━━━ PAGE ━━━
The wavelength and frequency of a transmission are related by [itex]\lambda\nu = c[/itex] so in your calculations you have used the fact that [itex]2 \pi c = 2 \pi \lambda \nu = 188.365 \times10^9 cm.s^{-1}[/itex] and this coincidentally is near the numerical value of the DM step of 187.5 cm-3 pc (not cm as you quote - in any case the units are all wrong).

A mistaken near coincidence!

Garth

I'll just pretend that I understood all of that, back away slowly to the back of the class and put on the cap of shame. Thanks for setting me straight!
 
  • #12
Garth said:
I think it is saying a bit more than that, even though we have to remain sceptical until proven otherwise.

It would seem to be difficult to find a natural explanation, particularly because to the correlation of the dispersion measures with exact multiples of 187.5cm-3.

The only other possibility IMHO, as described in the paper, is that the signal is terrestrial "perytons"

Garth
Another clue in today's physics arXiv Identifying the source of perytons at the Parkes radio telescope.
━━━
THE TASK
Edit the forum discussion between "I'll just pretend" and "until proven otherwise.", inclusive, and give that passage again with "cap of shame" changed to "dunce cap".
━━━ RECORDS ━━━
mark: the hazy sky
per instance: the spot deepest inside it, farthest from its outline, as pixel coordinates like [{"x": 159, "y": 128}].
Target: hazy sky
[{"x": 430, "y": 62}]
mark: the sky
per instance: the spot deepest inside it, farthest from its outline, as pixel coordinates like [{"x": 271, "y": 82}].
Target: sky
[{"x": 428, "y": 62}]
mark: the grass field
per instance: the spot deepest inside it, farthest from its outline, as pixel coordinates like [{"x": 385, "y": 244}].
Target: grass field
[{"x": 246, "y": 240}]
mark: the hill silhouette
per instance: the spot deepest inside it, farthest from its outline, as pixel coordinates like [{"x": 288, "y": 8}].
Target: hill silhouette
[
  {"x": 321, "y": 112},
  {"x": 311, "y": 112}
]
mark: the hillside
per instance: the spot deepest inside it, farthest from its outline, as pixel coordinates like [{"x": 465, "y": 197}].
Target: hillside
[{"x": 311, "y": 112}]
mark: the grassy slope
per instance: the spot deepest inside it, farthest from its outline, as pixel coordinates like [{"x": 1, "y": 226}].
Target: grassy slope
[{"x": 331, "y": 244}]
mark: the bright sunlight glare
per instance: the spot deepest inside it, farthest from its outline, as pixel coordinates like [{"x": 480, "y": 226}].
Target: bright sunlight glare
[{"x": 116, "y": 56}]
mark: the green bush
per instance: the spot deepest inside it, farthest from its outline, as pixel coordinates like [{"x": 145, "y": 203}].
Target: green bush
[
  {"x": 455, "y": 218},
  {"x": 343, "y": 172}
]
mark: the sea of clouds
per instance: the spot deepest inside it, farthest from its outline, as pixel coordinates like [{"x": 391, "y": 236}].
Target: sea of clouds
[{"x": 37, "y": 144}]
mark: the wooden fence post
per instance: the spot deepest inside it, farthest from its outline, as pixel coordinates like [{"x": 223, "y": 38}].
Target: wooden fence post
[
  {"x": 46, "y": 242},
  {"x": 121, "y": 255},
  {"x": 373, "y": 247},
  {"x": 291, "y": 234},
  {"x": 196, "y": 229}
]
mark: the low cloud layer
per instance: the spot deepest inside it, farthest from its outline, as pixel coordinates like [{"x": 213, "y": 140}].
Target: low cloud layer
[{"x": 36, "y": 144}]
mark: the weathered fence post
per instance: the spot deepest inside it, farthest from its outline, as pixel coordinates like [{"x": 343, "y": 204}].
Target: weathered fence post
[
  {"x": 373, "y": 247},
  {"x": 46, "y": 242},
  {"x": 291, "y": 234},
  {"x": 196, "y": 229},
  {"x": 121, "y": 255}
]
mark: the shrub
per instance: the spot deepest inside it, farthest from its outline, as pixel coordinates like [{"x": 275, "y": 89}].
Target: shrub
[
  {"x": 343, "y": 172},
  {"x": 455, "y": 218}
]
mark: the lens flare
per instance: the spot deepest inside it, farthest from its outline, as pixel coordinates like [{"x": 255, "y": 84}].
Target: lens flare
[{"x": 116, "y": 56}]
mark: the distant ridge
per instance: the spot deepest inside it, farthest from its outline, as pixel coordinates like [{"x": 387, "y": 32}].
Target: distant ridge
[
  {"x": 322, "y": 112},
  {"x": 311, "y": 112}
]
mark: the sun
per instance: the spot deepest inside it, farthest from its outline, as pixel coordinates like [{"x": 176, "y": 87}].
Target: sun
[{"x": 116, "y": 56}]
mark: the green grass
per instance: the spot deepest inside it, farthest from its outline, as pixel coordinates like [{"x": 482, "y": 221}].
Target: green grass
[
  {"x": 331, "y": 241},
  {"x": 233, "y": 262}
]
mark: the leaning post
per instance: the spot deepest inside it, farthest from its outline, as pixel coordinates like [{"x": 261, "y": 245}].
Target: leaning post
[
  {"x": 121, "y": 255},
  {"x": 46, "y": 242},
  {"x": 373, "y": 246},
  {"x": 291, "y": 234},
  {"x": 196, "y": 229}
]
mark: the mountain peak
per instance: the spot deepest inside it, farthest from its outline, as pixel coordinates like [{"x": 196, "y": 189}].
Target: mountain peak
━━━
RESULT FOR THIS EXERCISE
I'll just pretend that I understood all of that, back away slowly to the back of the class and put on the dunce cap. Thanks for setting me straight!
 
  • #12
Garth said:
I think it is saying a bit more than that, even though we have to remain sceptical until proven otherwise.